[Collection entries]
________________________

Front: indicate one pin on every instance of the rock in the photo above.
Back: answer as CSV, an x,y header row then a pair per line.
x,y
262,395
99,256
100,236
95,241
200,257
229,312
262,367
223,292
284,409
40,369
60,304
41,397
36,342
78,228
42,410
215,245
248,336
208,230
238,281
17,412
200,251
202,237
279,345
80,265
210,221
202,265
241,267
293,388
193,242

________________________

* TASK *
Rescale the records above by reproducing every line, the Front and Back lines included, with each x,y coordinate in the answer pairs multiplied by 2.2 and rounded to the nearest whole number, halves rounding up. Leave the Front and Back text and the x,y header row unchanged.

* ANSWER FOR THIS EXERCISE *
Front: indicate one pin on every instance of the rock in the photo above.
Back: answer as CSV, an x,y header row then a pair per line.
x,y
576,869
218,563
220,519
209,530
440,565
504,686
576,807
491,642
625,900
88,812
132,669
90,873
79,752
172,502
92,902
473,539
546,739
458,506
524,618
37,906
440,552
444,521
614,759
176,583
462,486
444,583
530,587
645,854
425,532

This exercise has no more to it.